## AUFGABE
Gib den Abschnitt des Interviews von „In Der Schein“ bis „fantasievolle Satire unterhalten.“ wieder und tausche darin „Satire“ gegen „Komödie“ aus.

## ZITIERTER TEXT

------------

In Der Schein trügt (Kinostart: 16. Dezember 2021) erzählt der serbische Regisseur Srdjan Dragojević von drei Wundern, die sich im Laufe mehrerer Jahre von den 1990ern bis heute ereignen. Diese stellen die Bevölkerung vor ein größeres Problem, weiß doch niemand so recht, wie er auf diese Ereignisse reagieren soll. Wir haben uns bei der Premiere während des Locarno Film Festivals 2021 mit dem Filmemacher über seine fantasievolle Satire unterhalten.
Könntest du uns ein wenig über die Entstehungsgeschichte von Der Schein trügt erzählen? Wie und wann bist du auf die Idee für den Film gekommen?
Die Idee selbst ist schon alt. Als ich 18 oder 19 war habe ich diese fantastischen Kurzgeschichten von Marcel Aymé entdeckt. Damals habe ich sie geliebt. Später habe ich sie aber komplett vergessen. So vor etwa fünf Jahren habe ich wieder mit dem Buch begonnen und das brachte mich auf die Idee für den neuen Film. Ich mochte immer das Genre der Fantasy und Science-Fiction. Der Schein trügt war für mich die Gelegenheit, etwas ganz anderes zu machen als meine bisherigen Filme. Vorher habe ich zum Beispiel ein Kriegsdrama gedreht oder auch eine Komödie, aber noch nichts, was in diese Richtung geht. Außerdem bin ich inzwischen über 50. Und das ist ein Alter, in dem du über Themen wie Religion und Spiritualität nachdenkst. Deswegen war das jetzt der passende Film für mich.

------------

## GEZEIGTES MATERIAL
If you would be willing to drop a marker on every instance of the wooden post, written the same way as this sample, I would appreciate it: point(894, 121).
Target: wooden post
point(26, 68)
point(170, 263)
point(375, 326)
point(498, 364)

------------

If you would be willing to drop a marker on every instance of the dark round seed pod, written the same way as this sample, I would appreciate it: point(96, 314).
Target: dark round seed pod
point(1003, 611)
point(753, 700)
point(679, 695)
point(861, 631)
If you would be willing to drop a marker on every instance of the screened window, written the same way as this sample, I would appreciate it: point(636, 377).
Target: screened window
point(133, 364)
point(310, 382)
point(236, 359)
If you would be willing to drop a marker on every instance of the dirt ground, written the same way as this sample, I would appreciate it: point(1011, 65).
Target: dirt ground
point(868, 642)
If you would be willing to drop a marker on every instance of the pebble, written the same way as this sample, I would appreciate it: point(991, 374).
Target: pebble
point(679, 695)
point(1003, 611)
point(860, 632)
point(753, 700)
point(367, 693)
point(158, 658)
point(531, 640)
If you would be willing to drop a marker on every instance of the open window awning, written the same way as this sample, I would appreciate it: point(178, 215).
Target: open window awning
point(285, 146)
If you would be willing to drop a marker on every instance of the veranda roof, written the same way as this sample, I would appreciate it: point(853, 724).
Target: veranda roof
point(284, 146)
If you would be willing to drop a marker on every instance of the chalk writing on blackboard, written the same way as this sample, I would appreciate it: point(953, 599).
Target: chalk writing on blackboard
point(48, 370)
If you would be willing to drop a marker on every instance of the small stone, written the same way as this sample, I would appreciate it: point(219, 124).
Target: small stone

------------

## ERGEBNIS
In Der Schein trügt (Kinostart: 16. Dezember 2021) erzählt der serbische Regisseur Srdjan Dragojević von drei Wundern, die sich im Laufe mehrerer Jahre von den 1990ern bis heute ereignen. Diese stellen die Bevölkerung vor ein größeres Problem, weiß doch niemand so recht, wie er auf diese Ereignisse reagieren soll. Wir haben uns bei der Premiere während des Locarno Film Festivals 2021 mit dem Filmemacher über seine fantasievolle Komödie unterhalten.